Exact copies are required of the lines from the line containing "Can you see the utility" through the final line of the listing, both included, and of no other lines.

> [Exercise material]
◆ ◆ ◆

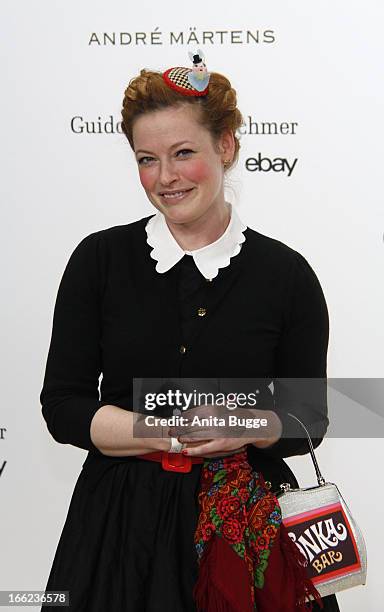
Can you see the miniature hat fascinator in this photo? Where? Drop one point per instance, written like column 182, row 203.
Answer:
column 189, row 81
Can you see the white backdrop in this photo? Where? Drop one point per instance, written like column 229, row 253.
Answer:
column 317, row 65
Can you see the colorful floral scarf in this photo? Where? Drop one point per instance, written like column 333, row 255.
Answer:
column 240, row 540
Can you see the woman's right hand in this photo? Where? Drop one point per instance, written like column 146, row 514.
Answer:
column 213, row 455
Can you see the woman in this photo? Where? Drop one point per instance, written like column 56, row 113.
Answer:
column 189, row 292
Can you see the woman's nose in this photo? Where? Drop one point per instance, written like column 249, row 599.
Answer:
column 168, row 173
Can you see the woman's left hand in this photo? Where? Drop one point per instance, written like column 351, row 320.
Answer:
column 204, row 440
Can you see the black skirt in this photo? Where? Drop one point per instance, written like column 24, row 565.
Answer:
column 127, row 542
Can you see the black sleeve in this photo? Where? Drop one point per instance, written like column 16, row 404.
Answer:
column 70, row 393
column 300, row 386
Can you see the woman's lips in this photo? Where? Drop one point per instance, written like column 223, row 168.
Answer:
column 177, row 196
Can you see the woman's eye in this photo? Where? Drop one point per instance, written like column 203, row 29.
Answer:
column 145, row 160
column 141, row 160
column 187, row 151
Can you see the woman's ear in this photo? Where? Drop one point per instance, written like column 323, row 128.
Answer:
column 227, row 144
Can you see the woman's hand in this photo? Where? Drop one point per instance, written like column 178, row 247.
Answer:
column 219, row 447
column 207, row 439
column 202, row 440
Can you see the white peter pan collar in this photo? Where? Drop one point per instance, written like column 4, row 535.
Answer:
column 208, row 259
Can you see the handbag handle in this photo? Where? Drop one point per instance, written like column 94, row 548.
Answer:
column 319, row 476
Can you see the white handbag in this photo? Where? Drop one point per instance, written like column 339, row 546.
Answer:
column 320, row 523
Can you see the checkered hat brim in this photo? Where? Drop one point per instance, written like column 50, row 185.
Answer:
column 177, row 79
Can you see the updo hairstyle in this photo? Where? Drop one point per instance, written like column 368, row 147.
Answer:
column 218, row 109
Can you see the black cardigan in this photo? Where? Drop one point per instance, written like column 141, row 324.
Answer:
column 266, row 318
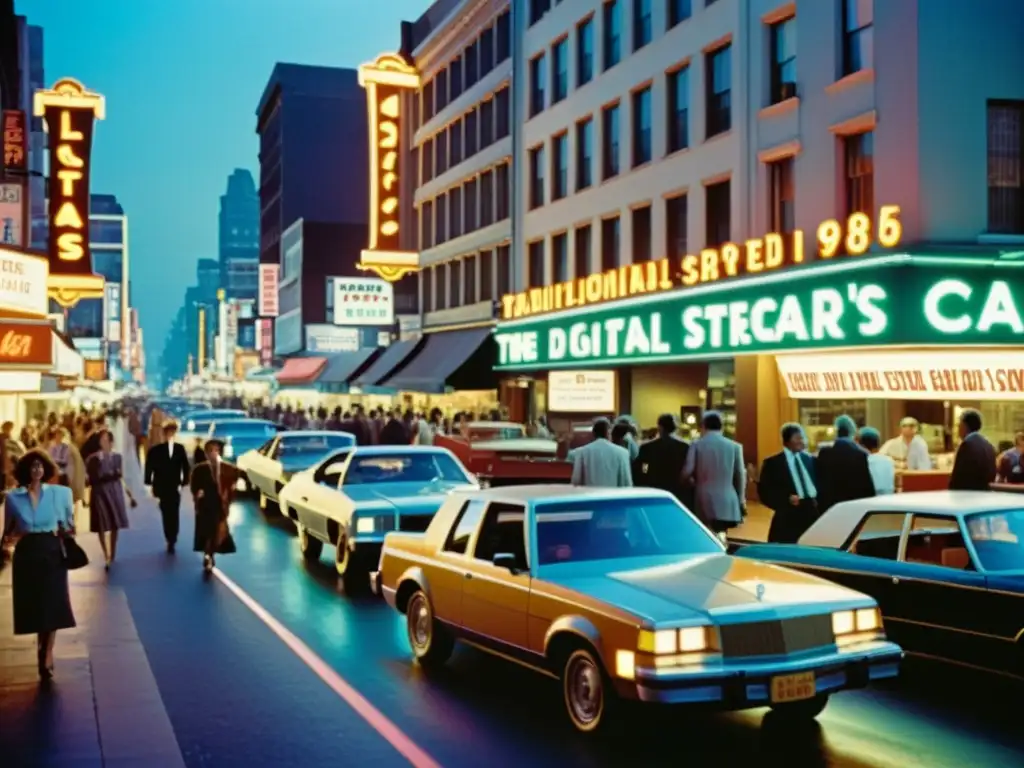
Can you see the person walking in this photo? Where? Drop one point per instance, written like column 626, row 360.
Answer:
column 38, row 514
column 167, row 470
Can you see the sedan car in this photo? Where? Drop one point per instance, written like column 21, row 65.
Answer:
column 622, row 593
column 352, row 498
column 272, row 464
column 946, row 567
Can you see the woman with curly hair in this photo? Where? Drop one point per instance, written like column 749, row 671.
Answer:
column 38, row 514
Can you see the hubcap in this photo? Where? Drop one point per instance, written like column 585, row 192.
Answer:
column 585, row 689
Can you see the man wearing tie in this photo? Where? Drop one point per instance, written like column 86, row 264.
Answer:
column 787, row 487
column 166, row 473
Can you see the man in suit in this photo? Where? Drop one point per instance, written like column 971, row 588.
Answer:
column 974, row 467
column 166, row 472
column 601, row 463
column 659, row 462
column 715, row 467
column 787, row 487
column 843, row 470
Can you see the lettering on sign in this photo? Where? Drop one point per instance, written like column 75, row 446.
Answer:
column 754, row 257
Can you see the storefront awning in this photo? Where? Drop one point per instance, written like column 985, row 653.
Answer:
column 300, row 371
column 390, row 360
column 441, row 355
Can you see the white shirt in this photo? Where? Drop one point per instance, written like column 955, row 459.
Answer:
column 801, row 478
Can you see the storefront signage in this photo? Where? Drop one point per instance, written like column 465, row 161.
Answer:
column 363, row 301
column 386, row 81
column 70, row 112
column 877, row 301
column 963, row 375
column 582, row 391
column 755, row 257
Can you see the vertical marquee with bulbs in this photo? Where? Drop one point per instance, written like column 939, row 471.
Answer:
column 386, row 79
column 70, row 112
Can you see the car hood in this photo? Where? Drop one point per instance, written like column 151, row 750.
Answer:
column 719, row 588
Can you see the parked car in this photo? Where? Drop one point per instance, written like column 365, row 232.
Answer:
column 354, row 497
column 622, row 593
column 267, row 468
column 946, row 567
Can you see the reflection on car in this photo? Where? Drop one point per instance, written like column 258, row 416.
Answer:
column 946, row 567
column 624, row 594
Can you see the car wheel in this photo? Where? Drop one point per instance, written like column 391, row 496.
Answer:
column 802, row 711
column 431, row 643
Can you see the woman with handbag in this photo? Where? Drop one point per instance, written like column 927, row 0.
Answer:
column 41, row 516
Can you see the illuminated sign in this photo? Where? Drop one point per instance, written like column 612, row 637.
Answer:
column 70, row 112
column 877, row 301
column 757, row 256
column 964, row 375
column 15, row 155
column 386, row 80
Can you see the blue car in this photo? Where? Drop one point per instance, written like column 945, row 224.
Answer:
column 946, row 568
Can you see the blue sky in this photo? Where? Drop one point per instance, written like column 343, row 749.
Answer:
column 182, row 79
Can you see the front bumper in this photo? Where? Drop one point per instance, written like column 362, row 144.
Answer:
column 739, row 685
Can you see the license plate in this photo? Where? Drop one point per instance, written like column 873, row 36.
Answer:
column 793, row 687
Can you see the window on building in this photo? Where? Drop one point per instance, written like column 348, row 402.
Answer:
column 679, row 110
column 581, row 251
column 610, row 243
column 609, row 142
column 718, row 213
column 611, row 33
column 537, row 177
column 859, row 161
column 538, row 73
column 641, row 24
column 679, row 11
column 718, row 70
column 781, row 197
column 642, row 150
column 1006, row 167
column 676, row 212
column 641, row 222
column 585, row 154
column 559, row 166
column 783, row 59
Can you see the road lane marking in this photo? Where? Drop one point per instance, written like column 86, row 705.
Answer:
column 374, row 717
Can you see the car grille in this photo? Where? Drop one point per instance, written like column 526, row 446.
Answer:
column 776, row 637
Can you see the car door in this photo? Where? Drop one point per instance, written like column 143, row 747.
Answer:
column 496, row 601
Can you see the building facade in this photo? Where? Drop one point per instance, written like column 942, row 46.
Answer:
column 659, row 145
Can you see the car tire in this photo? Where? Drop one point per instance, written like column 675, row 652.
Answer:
column 431, row 643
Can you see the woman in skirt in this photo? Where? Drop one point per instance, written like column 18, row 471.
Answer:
column 37, row 514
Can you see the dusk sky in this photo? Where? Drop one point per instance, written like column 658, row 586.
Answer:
column 182, row 79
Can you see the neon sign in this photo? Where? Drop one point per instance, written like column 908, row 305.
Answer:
column 756, row 256
column 386, row 79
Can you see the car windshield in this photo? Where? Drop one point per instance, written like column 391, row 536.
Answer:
column 998, row 539
column 613, row 529
column 403, row 468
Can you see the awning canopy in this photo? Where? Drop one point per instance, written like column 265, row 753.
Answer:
column 300, row 371
column 391, row 358
column 441, row 355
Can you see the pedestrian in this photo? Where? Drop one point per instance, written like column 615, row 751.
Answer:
column 38, row 514
column 974, row 466
column 167, row 471
column 600, row 463
column 786, row 485
column 715, row 466
column 212, row 484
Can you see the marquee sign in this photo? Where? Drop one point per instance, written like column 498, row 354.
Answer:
column 386, row 79
column 70, row 112
column 880, row 301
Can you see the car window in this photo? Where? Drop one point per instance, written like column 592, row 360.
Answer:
column 504, row 530
column 465, row 524
column 879, row 536
column 937, row 541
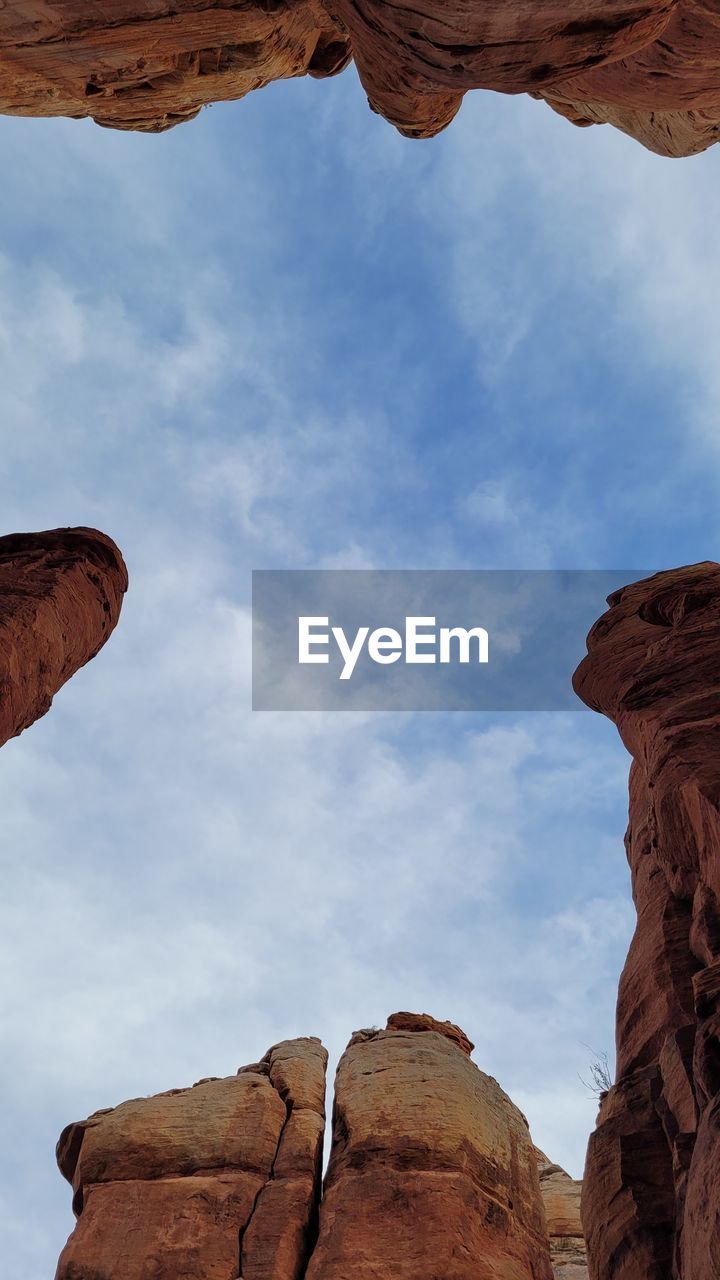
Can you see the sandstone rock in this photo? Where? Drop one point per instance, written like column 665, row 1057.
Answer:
column 60, row 597
column 561, row 1201
column 432, row 1169
column 651, row 69
column 206, row 1183
column 651, row 1193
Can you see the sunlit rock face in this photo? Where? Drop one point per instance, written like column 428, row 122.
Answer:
column 651, row 69
column 60, row 597
column 432, row 1171
column 432, row 1168
column 208, row 1183
column 651, row 1193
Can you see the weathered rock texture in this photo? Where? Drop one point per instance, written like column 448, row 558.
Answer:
column 432, row 1169
column 651, row 1193
column 60, row 595
column 432, row 1173
column 209, row 1183
column 652, row 69
column 561, row 1201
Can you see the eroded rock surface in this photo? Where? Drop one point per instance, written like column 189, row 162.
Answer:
column 652, row 69
column 561, row 1201
column 432, row 1173
column 432, row 1169
column 651, row 1193
column 60, row 597
column 209, row 1183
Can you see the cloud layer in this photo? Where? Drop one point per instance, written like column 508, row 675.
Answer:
column 285, row 337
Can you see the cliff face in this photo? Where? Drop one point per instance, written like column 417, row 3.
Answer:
column 206, row 1183
column 651, row 1194
column 561, row 1202
column 60, row 597
column 432, row 1173
column 432, row 1168
column 651, row 69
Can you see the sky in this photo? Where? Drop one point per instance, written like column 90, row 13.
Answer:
column 285, row 337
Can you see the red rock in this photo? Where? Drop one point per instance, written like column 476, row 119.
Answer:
column 60, row 597
column 432, row 1169
column 206, row 1183
column 651, row 1194
column 561, row 1201
column 650, row 69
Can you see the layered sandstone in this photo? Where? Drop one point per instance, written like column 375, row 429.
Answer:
column 209, row 1183
column 432, row 1173
column 651, row 1194
column 60, row 597
column 432, row 1169
column 561, row 1202
column 651, row 69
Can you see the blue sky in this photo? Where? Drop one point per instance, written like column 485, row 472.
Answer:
column 285, row 337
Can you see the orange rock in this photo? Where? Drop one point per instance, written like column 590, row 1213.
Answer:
column 650, row 69
column 60, row 597
column 206, row 1183
column 561, row 1201
column 432, row 1170
column 651, row 1193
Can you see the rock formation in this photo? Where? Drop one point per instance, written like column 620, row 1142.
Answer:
column 561, row 1201
column 209, row 1183
column 432, row 1173
column 432, row 1168
column 60, row 597
column 651, row 69
column 651, row 1193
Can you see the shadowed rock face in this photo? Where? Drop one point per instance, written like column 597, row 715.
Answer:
column 651, row 1193
column 60, row 597
column 650, row 68
column 432, row 1173
column 432, row 1169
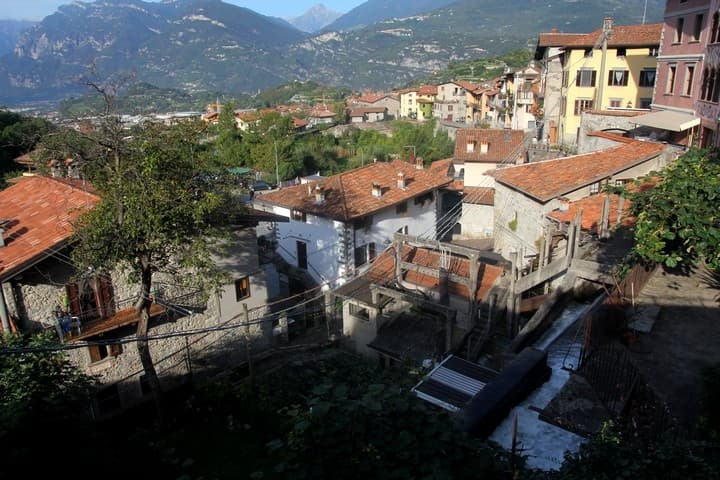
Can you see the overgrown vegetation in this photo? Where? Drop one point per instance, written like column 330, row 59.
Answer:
column 678, row 221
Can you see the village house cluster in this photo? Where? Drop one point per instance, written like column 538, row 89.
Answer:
column 457, row 240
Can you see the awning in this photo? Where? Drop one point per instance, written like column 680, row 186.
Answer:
column 667, row 120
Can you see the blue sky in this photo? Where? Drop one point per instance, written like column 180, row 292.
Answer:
column 39, row 9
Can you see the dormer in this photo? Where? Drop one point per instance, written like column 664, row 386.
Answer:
column 319, row 194
column 401, row 180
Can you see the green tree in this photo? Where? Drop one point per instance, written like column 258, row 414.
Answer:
column 38, row 384
column 678, row 221
column 380, row 431
column 156, row 214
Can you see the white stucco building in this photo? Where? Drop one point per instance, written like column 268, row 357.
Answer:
column 342, row 222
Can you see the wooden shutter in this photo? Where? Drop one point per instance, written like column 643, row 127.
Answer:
column 73, row 293
column 105, row 296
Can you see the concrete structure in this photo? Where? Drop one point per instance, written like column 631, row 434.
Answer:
column 613, row 67
column 342, row 222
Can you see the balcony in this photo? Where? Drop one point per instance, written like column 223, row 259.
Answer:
column 525, row 98
column 71, row 328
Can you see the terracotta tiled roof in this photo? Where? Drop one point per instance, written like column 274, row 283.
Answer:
column 383, row 270
column 502, row 144
column 361, row 111
column 592, row 208
column 427, row 90
column 479, row 195
column 552, row 178
column 40, row 211
column 556, row 39
column 620, row 36
column 349, row 195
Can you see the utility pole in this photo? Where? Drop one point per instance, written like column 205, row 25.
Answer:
column 607, row 26
column 277, row 168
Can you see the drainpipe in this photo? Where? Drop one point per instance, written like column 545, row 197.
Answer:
column 3, row 311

◆ ◆ ◆

> [Finished task]
Can you see the utility pole in this photo? Where? Drop one point per instance, written like column 205, row 25.
Answer:
column 607, row 26
column 277, row 168
Can you see the drainpipe in this photo? Where? Drop one point per instance, written like column 545, row 197.
Answer:
column 3, row 311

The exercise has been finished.